### [Stated goal]
Copy out the material below word for word, omitting the pictures.

## Begin Extracted information

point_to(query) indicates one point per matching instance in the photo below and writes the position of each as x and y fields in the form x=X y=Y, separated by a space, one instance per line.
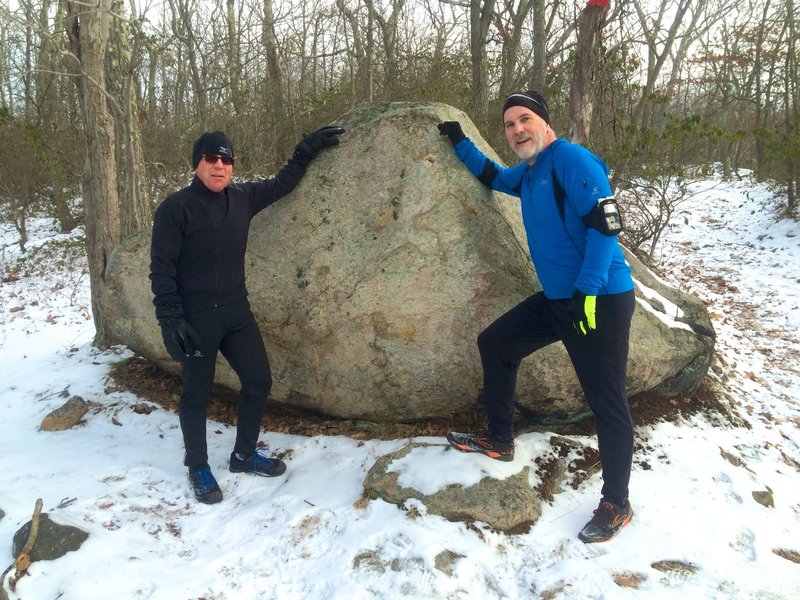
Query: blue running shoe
x=204 y=485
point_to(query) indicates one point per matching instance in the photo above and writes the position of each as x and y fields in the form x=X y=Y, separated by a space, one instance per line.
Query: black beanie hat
x=211 y=142
x=531 y=100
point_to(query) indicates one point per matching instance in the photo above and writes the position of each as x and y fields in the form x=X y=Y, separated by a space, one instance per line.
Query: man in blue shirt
x=587 y=300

## End Extracted information

### [Correct result]
point_to(query) indicates one point per matching instance in the photo below and writes the position of each as x and y fields in the form x=X y=Y, separated by a space, one instance per line.
Query: blue running shoe
x=204 y=485
point_to(query) indicates one point per matching instance in the photo above and writes the position of each as x and y fields in the form x=X y=Y, separated by a space, one instance per line.
Query: black beanie hat
x=211 y=142
x=531 y=100
point_to(query) indicates one point per matching instance in the photo above and writes the position of each as x and y fields in the form x=X y=Y, separated by a space, one instance per line.
Query: man in blue shirt
x=587 y=300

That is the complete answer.